Copy out, word for word, every line from the one containing "task: trace the outline of the blue" down to the one containing "87), (92, 71)]", both of those lines included.

··· AVAILABLE RECORDS ···

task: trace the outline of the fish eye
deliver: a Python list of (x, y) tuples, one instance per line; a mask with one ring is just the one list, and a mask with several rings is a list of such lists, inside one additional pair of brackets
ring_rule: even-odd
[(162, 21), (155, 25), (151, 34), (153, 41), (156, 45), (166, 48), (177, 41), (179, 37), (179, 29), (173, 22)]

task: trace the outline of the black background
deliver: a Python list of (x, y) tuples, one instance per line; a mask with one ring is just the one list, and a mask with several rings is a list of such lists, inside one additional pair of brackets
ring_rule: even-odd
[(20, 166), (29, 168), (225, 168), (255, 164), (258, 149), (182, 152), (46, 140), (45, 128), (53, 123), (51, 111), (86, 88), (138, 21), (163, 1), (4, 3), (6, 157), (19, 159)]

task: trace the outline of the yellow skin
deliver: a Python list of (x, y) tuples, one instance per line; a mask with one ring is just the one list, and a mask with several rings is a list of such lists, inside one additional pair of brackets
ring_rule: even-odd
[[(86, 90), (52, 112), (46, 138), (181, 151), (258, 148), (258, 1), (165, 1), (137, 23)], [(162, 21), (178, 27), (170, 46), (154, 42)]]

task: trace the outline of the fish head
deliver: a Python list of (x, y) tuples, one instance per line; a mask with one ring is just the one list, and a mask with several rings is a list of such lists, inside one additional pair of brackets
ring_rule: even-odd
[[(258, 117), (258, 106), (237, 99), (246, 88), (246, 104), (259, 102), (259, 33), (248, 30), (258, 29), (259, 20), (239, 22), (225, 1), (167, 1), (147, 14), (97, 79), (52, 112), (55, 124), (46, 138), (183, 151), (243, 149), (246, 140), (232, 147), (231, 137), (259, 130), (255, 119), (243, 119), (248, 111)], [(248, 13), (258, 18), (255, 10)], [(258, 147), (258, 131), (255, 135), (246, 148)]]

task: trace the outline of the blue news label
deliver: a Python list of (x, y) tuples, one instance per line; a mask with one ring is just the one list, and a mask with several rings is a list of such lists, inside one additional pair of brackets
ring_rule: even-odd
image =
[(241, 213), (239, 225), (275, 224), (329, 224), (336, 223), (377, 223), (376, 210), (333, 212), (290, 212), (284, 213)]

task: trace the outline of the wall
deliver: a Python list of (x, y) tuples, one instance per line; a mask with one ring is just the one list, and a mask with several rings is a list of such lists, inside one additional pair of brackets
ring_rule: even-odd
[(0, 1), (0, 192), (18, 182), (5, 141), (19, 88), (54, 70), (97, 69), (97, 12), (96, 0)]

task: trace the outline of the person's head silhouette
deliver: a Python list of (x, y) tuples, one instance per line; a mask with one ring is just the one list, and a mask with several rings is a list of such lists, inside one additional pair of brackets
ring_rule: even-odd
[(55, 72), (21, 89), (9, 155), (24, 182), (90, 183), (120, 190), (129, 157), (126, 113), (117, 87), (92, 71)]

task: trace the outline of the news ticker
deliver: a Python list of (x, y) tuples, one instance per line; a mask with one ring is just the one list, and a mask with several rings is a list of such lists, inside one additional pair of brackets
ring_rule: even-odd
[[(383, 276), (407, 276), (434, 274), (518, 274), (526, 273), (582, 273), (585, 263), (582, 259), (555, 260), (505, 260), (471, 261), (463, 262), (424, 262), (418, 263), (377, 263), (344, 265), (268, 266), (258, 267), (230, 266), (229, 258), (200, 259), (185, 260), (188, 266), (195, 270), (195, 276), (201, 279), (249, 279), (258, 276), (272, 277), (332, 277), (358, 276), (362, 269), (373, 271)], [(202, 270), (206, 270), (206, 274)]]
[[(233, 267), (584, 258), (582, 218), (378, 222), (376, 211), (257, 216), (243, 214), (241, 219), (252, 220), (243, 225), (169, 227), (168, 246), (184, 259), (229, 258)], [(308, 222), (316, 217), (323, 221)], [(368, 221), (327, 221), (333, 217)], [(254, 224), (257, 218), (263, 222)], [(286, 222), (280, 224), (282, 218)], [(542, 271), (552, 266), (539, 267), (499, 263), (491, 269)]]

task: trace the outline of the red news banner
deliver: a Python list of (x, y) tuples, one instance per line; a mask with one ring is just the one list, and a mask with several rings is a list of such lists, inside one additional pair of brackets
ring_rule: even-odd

···

# FULL RESPONSE
task: trace the outline of the blue news label
deliver: a Python list of (x, y) tuples, one instance per line; a mask with one ring is just the one list, and a mask with several rings is a list of such lists, inside one additional pair of brackets
ring_rule: even-odd
image =
[(241, 213), (239, 225), (275, 224), (329, 224), (336, 223), (377, 223), (376, 210), (333, 212), (290, 212), (284, 213)]

task: trace the outline of the wall
deliver: a Python list of (x, y) tuples, one instance per line; a mask with one ring is just the one list, and a mask with several rings is a list of such lists, inside one additional pair of brackets
ring_rule: even-odd
[(0, 1), (0, 192), (18, 182), (5, 141), (19, 88), (54, 70), (97, 69), (97, 12), (96, 0)]

task: trace the outline of the person's head silhouette
deliver: a Python list of (x, y) tuples, one instance per line; a mask with one ring is just the one list, and a mask with several rings is a list of such lists, inside one additional pair of brackets
ring_rule: even-odd
[(55, 72), (21, 89), (9, 155), (24, 182), (90, 183), (120, 190), (129, 157), (126, 113), (117, 87), (92, 71)]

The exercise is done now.